**Passage**
=== Section Start ===

BurgAir: A microbial meat alternative burger for a food-secure future

Ayesha Izzati, Brigitta Kinara, Devangana Mallik, Rajalakshmi Narasimhan, Kaitlyn Schenkeveld and Ana Timpano

Degree:
- Bachelor of Applied Science
Program:
- Chemical and Biological Engineering
Campus: Vancouver

Our project

Our project brings together our interests in chemical and biological engineering, environmental impact and food. Plant-based meat alternatives like soy require significant land and water, and remain tied to traditional agriculture. We came across a NASA-funded project that used gases to produce a protein powder and were inspired about the idea of using microorganisms that feed on carbon dioxide, hydrogen and oxygen to make food, without the need for soil or sunlight.

That idea became BurgAir. We designed a process plant that uses Xanthobacter, a hydrogenotrophic bacterium, to convert hydrogen, oxygen and carbon dioxide — along with a liquid nutrient medium — into a nutrient-rich, shelf-ready burger patty.

Our final product contains 30 grams of protein per serving, which is 10 grams more than typical plant-based patties sold today. Additionally, the market opportunity is significant. The global meat substitute market is estimated at over US$18.5 billion today and is projected to reach US$225 billion by 2030.

Our design solution

Our process starts with preparing a liquid nutrient medium and introducing the gaseous feedstocks — carbon dioxide, renewable hydrogen and oxygen — into an air-lift bioreactor where Xanthobacter grows to a target concentration. Because our bacteria, liquid and gas form a three-phase system, we needed a bioreactor design that could handle high gas volumes without mechanical stirrers or baffles. The air-lift bioreactor uses the incoming gas streams themselves to provide mixing.

Once the bacteria reach the desired concentration, we separate the biomass from the liquid medium using a disc-stack centrifuge and then wash it twice to remove residual media.

=== Section End ===

**Source data**

=== Section Start ===

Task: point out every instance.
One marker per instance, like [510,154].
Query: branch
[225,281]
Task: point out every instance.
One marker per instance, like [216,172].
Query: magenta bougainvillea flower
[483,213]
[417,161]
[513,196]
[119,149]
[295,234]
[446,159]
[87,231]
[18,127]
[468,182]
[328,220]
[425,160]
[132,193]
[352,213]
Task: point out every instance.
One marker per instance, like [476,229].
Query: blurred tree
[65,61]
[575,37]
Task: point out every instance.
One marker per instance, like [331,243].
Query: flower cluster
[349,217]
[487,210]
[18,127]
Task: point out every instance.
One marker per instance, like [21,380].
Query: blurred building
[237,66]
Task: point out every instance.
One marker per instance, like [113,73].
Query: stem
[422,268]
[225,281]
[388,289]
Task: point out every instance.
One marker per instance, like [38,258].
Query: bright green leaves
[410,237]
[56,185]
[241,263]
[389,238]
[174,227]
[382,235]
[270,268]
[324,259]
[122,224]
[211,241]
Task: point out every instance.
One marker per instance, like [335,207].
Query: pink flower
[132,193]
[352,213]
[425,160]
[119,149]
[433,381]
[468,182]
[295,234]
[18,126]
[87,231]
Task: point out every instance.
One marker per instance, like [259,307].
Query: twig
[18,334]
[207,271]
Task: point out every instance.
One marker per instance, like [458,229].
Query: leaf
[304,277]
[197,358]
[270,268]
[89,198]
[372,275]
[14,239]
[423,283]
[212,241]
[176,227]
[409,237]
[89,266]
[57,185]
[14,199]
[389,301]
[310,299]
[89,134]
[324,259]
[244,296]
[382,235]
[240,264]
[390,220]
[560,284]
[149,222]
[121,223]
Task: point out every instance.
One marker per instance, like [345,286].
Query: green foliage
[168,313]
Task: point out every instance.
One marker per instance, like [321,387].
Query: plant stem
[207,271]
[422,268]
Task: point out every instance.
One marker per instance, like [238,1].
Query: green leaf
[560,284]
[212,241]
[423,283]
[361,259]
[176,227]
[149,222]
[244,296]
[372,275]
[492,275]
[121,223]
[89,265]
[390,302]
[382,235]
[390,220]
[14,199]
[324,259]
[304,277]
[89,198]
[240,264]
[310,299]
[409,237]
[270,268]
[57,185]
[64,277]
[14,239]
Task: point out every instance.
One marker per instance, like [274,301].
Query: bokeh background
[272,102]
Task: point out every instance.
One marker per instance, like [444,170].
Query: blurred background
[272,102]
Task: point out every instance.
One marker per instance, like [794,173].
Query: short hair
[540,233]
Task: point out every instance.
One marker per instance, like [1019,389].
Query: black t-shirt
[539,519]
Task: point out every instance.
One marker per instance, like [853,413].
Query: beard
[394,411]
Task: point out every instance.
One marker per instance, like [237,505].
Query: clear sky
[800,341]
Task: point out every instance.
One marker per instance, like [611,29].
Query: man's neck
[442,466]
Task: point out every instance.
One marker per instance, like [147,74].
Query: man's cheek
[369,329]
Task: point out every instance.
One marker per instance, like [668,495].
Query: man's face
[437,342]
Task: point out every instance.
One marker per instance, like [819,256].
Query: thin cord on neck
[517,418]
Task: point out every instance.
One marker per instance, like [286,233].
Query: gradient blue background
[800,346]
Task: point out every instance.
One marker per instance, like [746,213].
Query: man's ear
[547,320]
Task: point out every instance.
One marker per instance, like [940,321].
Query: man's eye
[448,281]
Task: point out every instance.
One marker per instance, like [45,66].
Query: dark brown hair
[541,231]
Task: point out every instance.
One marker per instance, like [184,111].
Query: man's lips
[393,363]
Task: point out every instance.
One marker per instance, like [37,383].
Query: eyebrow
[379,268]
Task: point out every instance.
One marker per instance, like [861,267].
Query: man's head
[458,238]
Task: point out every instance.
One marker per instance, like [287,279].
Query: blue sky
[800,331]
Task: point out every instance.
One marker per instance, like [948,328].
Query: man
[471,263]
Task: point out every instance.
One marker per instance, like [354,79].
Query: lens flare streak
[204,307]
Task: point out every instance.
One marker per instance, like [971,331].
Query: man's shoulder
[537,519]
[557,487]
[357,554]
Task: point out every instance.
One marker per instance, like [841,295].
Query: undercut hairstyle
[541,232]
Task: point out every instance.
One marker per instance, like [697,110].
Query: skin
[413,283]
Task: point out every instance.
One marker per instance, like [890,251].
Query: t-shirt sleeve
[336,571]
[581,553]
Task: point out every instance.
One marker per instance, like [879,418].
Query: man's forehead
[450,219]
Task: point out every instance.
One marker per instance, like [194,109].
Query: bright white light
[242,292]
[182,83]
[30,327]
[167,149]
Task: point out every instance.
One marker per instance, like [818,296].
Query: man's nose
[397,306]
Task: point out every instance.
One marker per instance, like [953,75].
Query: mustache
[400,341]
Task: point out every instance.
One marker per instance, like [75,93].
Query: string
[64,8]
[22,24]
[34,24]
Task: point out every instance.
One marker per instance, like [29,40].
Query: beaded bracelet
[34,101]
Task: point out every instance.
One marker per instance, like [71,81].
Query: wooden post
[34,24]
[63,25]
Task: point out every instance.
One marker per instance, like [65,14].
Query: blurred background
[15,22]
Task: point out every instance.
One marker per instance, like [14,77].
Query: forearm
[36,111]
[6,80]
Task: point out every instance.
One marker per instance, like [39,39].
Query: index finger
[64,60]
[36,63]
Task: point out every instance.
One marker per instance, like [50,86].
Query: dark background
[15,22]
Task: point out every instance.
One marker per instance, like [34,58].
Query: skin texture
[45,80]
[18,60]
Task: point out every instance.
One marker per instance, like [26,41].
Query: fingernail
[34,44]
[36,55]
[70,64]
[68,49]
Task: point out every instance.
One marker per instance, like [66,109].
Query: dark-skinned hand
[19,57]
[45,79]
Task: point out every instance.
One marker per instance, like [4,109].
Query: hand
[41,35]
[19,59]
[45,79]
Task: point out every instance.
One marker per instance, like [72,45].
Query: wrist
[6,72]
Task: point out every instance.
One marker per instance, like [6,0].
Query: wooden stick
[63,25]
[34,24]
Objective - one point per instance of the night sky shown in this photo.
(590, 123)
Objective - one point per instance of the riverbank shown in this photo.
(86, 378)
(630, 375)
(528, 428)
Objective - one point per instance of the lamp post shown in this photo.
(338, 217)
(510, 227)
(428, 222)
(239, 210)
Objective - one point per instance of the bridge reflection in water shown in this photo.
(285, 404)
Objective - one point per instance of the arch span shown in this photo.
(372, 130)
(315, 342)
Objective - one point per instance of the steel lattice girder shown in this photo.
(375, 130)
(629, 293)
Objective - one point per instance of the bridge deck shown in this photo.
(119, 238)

=== Section End ===

**What you need to do**
How much protein does one serving of the final patty contain, according to the BurgAir project description?

**Task result**
30 grams of protein per serving.